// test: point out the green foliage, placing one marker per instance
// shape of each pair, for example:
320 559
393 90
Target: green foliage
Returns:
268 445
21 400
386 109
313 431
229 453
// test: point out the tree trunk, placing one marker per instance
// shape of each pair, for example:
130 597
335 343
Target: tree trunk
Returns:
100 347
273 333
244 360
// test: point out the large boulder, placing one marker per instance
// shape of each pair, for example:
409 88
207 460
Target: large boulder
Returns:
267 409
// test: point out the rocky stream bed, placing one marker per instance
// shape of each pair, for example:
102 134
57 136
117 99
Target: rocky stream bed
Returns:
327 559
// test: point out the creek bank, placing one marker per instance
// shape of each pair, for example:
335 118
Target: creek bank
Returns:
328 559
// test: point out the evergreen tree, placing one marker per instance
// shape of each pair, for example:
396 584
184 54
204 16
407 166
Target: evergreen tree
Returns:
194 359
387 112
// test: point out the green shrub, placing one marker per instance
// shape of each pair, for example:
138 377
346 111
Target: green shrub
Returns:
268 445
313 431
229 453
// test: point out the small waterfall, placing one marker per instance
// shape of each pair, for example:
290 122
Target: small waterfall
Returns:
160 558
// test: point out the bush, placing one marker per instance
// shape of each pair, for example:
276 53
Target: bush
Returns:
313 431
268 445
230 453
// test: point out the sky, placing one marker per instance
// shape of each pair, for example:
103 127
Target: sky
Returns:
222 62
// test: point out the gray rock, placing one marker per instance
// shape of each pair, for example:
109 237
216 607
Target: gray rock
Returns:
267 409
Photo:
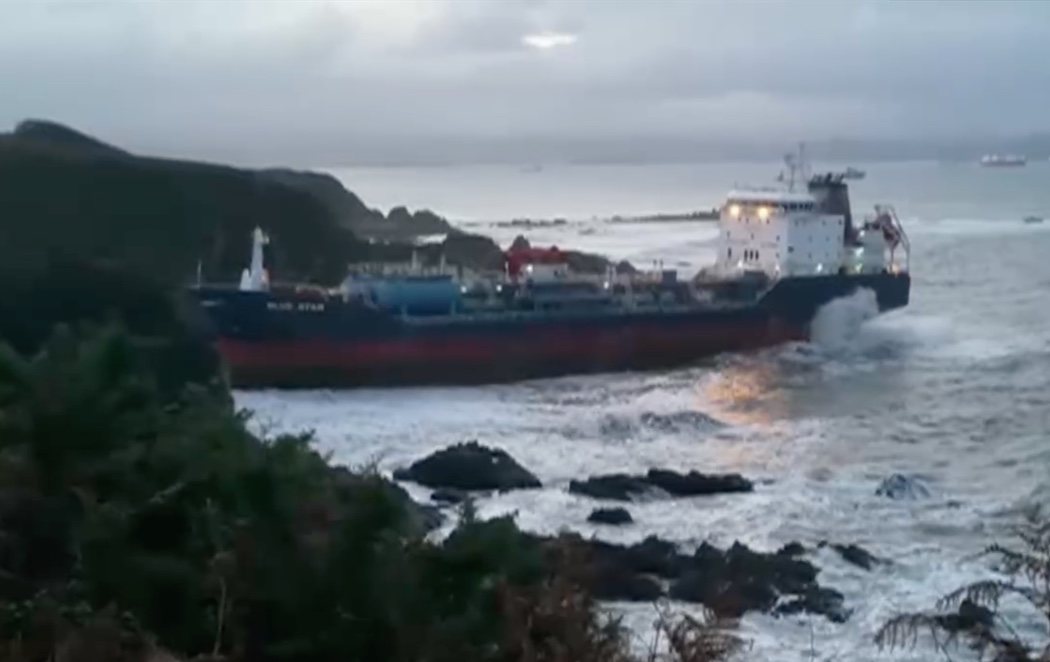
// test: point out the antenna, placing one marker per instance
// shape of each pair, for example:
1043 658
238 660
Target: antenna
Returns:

> What the task asks: Could you repeat all of the material exactly? Pictures should not be copied.

> Solution to this problem:
// test: point out the green foliage, placing one marker per instance
// shape of each pair, for example:
320 559
393 90
Target: green foliage
Returns:
268 445
21 400
386 109
313 431
229 453
// test: point out the tree trunk, placing one marker per instance
// shape of each pair, for example:
130 597
335 343
Target: tree trunk
Returns:
100 347
273 333
244 360
// test: point out the large boulder, placing one marker per instance
// shape of each pair, for example:
409 88
207 460
Target: large boulder
Returns:
267 409
// test: point out the rocky stream bed, placing one marker per instance
// shape of each pair, for example:
102 134
57 136
117 99
Target: rocky stream bed
Returns:
327 559
// test: point out the creek bank, placing one marker per instance
// shape of each pair, for example:
335 118
Target: creek bank
Returns:
328 559
// test: point out the evergreen tree, placing one marker per instance
// shape of each pair, for example:
396 584
184 54
204 16
407 166
Target: evergreen tree
Returns:
194 359
387 112
// test: point out the green shrub, placing one marker per instance
// shape of each pair, for example:
138 377
346 111
Target: green shrub
Returns:
268 445
313 431
229 453
// test: point out the small waterfall, placing one marker per instance
// shape of each pair, for example:
290 122
Target: small waterfall
Returns:
160 558
// test: point out the bush, placing one marker per instance
// shape of each pair, for example:
276 53
Target: bush
Returns:
313 431
268 445
230 453
// test: point out the sky, placing one marker per instance
// shape of each pair, for example:
103 127
Target: sky
Returns:
222 62
// test: point out the gray rock, placing one marker per instance
// shape of each pair, for example:
109 237
216 607
Target: gray rock
Returns:
267 409
Photo:
// test: point out the antenna, placing one marker per instance
// shape of each pair, for example:
1043 658
238 660
Target: antenna
Returns:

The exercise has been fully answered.